■ **TASK DESCRIPTION**
Please restate the lines shown below exactly, every one of them.

■ **DATA SUPPLIED**
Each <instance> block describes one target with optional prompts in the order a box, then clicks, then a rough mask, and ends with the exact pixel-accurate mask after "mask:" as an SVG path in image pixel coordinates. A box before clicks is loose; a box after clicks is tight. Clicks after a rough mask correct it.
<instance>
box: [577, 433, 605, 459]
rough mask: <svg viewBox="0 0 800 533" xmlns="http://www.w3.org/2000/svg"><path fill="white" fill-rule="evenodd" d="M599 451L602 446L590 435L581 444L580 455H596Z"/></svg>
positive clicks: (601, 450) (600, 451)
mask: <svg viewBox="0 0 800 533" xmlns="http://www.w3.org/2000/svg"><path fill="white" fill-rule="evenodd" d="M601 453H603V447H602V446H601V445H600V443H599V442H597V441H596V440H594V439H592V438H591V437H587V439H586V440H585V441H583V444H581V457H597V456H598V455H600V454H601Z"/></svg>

■ **RESPONSE BOX**
Each <instance> block describes one target with optional prompts in the order a box, then clicks, then a rough mask, and ends with the exact pixel-accurate mask after "mask:" as an SVG path in image pixel coordinates. A box before clicks is loose; a box after clicks is tight. Clicks after a rough mask correct it.
<instance>
box: [577, 433, 605, 459]
rough mask: <svg viewBox="0 0 800 533" xmlns="http://www.w3.org/2000/svg"><path fill="white" fill-rule="evenodd" d="M599 451L602 446L590 435L581 444L580 455H596Z"/></svg>
positive clicks: (601, 450) (600, 451)
mask: <svg viewBox="0 0 800 533" xmlns="http://www.w3.org/2000/svg"><path fill="white" fill-rule="evenodd" d="M601 453H603V447H602V446H601V445H600V443H599V442H597V441H596V440H594V439H592V438H591V437H587V439H586V440H585V441H583V444H581V457H597V456H598V455H600V454H601Z"/></svg>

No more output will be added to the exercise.